• PASSAGE SHOWN:
# Using TensorFlow with Amazon SageMaker's training and hosting services

1. [Introduction](#Introduction)
2. [Setup](#Setup)
3. [Train the model](#Train-the-model)
4. [Host the model](#Host-the-model)
5. [Clean up](#Clean-up)

## Introduction

The previous lab performed training and prediction directly in the Jupyter notebook environment. With this lab, we transition to leveraging SageMaker's managed training and hosting services. To accomplish this, we use [Amazon SageMaker's TensorFlow container](https://sagemaker.readthedocs.io/en/stable/using_tf.html), which lets you provide your training code as a Python script. The container also provides a flexible way for you to customize how inference inputs and outputs are handled over a REST interface. Here is a [blog post](https://aws.amazon.com/blogs/machine-learning/using-tensorflow-eager-execution-with-amazon-sagemaker-script-mode/) describing how TensorFlow eager execution is supported by the container.

## Setup

Before preparing the data, there are some initial steps required for setup. To train the image classification algorithm on Amazon SageMaker, we need to setup and authenticate the use of AWS services. To begin with, we need an AWS account role with SageMaker access. Here we will use the execution role the current notebook instance was given when it was created.  This role has necessary permissions, including access to your data in S3.

In [2]:
import sagemaker
import os
from sagemaker import get_execution_role

role = get_execution_role()
print(role)
sess = sagemaker.Session()

arn:aws:iam::152804913371:role/sma-ms1-noauth-uw2-SageMakerExecutionRole-SDHI2Z7292TI


We also need to identify the S3 bucket that you want to use for providing training and validation datasets.  It will  be used to store the tranied model artifacts as well. In this notebook, we use a default bucket for use with SageMaker in your account. Alternatively, you could use whatever bucket you would like.  We use an object prefix to help organize the bucket content.

In [3]:
bucket = sess.default_bucket() # or use your own custom bucket name
s3_prefix = 'DEMO-TF-image-classification-birds'

# Data Preparation

This notebook assumes you have already downloaded and unpacked the dataset into your notebook instance as part of the first lab. If you have not already done so, please run the first notebook in this lab

## Set some parameters for the rest of the notebook to use

Here we define a few parameters that help drive the rest of the notebook.  For example, `SAMPLE_ONLY` is defaulted to `True`. This will force the notebook to train on only a handful of species.  Setting `SAMPLE_ONLY` to false will make the notebook work with the entire dataset of 200 bird species.  This makes the training a more difficult challenge, and you will need to tune parameters and run more epochs.

An `EXCLUDE_IMAGE_LIST` is defined as a mechanism to address any corrupt images from the dataset and ensure they do not disrupt the process.

In [4]:
import pandas as pd
import numpy as np
import random
from itertools import chain
from pathlib import Path
import os
from datetime import datetime

import matplotlib.pyplot as plt
import seaborn as sns
%matplotlib inline

np.random.seed = 12345
random.seed(12345)

• INFORMATION PROVIDED:
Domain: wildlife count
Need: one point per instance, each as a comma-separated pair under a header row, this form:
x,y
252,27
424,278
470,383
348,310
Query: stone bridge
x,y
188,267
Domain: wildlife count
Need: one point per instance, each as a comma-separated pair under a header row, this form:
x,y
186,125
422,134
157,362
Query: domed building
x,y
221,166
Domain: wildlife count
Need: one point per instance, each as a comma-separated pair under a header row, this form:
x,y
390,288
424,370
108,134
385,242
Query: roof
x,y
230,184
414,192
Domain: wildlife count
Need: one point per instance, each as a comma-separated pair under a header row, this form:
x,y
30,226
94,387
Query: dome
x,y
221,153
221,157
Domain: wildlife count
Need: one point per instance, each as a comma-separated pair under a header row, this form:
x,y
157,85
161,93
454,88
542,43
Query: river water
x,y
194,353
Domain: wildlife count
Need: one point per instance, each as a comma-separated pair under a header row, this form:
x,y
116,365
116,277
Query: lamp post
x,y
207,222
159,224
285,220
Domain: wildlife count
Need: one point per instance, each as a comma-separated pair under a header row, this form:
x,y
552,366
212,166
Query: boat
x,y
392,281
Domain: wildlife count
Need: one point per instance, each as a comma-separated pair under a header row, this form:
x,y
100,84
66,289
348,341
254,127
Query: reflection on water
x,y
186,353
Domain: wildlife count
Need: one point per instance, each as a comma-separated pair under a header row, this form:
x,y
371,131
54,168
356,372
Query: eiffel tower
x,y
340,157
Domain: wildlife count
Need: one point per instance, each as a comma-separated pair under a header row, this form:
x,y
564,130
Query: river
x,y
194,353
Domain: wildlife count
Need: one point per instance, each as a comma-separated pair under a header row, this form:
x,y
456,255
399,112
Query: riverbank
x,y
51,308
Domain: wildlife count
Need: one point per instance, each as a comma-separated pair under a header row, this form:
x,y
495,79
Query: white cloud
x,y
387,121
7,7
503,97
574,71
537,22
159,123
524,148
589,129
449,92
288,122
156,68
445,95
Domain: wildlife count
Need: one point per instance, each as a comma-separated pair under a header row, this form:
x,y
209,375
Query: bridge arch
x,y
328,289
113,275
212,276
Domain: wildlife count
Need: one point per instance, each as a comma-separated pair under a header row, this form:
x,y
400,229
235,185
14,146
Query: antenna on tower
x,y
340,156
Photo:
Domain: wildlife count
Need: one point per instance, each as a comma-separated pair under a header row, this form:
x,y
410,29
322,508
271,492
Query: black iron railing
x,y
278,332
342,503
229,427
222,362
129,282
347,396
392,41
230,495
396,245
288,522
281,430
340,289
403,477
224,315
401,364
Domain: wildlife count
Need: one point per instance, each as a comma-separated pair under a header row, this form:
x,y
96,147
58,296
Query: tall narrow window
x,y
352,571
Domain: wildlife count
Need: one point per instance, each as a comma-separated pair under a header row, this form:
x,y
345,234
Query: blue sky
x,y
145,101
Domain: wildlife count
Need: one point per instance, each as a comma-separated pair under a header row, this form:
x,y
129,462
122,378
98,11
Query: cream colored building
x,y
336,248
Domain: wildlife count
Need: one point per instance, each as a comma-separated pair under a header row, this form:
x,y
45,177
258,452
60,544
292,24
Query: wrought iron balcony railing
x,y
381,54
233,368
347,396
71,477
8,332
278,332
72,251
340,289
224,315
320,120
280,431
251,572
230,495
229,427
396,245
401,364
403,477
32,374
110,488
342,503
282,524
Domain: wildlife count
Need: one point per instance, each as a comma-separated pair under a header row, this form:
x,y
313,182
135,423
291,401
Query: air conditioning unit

• WHAT YOU WILL DO:
A. Answer from the SageMaker lab page:
(i) Which role is used to authenticate the use of AWS services?
(ii) What is the default value of `SAMPLE_ONLY`?
(iii) How many bird species does the entire dataset contain?
B. Reproduce the SageMaker lab page exactly, starting at "# Data Preparation" and ending at "disrupt the process.".
C. Resume the SageMaker lab page where it stops.
The entries come from a source separate from the SageMaker lab page.

• THE ANSWERS:
A.
(i) The execution role the current notebook instance was given when it was created.
(ii) `True`.
(iii) 200.

B.
# Data Preparation

This notebook assumes you have already downloaded and unpacked the dataset into your notebook instance as part of the first lab. If you have not already done so, please run the first notebook in this lab

## Set some parameters for the rest of the notebook to use

Here we define a few parameters that help drive the rest of the notebook.  For example, `SAMPLE_ONLY` is defaulted to `True`. This will force the notebook to train on only a handful of species.  Setting `SAMPLE_ONLY` to false will make the notebook work with the entire dataset of 200 bird species.  This makes the training a more difficult challenge, and you will need to tune parameters and run more epochs.

An `EXCLUDE_IMAGE_LIST` is defined as a mechanism to address any corrupt images from the dataset and ensure they do not disrupt the process.

C.
BASE_PATH = Path("CUB_200_2011/")

if not BASE_PATH.exists():
    print("Looks like you've not downloaded the data yet. Please run 1_tf_image_classification_birds.ipynb first")
    
# To speed up training and experimenting, you can use a small handful of species.
# To see the full list of the classes available, look at the content of CLASSES_FILE.

SAMPLE_ONLY  = False # Let's try training on the entrie dataset
NUM_CLASSES = 10 # specify the number of species to sample

df_classes = pd.read_csv((BASE_PATH / "classes.txt"), sep=" ", header=None, names=["class_num", "class_id"])

if SAMPLE_ONLY:
    df_classes = df_classes.sample(n=NUM_CLASSES)
SELECTED_CLASSES = df_classes["class_id"].values.tolist() 
IMAGE_FILES = list(chain(*[(BASE_PATH / f"images/{specie}/").glob("*.jpg") for specie in SELECTED_CLASSES]))
    

df_data = pd.DataFrame([img.as_posix() for img in IMAGE_FILES], columns=["file_name"])
df_data["class_id"] = df_data["file_name"].apply(lambda x: x.split("/")[-2])
# df_data = df_data.merge(df_classes, on="class_id")

# Create train/val/test dataframes from our dataset

In [5]:
from sklearn.model_selection import train_test_split
train_size = 0.6
train_data, test_val_data= train_test_split(df_data, train_size=train_size, stratify=df_data["class_id"])

# split the testing and validation files into their respective sets
test_val_ratio = 0.6
test_data = test_val_data.sample(frac=test_val_ratio)
val_data = test_val_data[~test_val_data.index.isin(test_data.index)]

# Prepare the data channels for Amazon SageMaker
When using Amazon SageMaker's managed training service, you need to provide the datasets to the training algorithm. This is primarily handled via populating S3 buckets, and by indicating the location of data channels such as train, test, and validation. You also need to consider the data format. In our case, to keep things simple, we will populate the data channels with folders containing the original JPG images organized by class folders.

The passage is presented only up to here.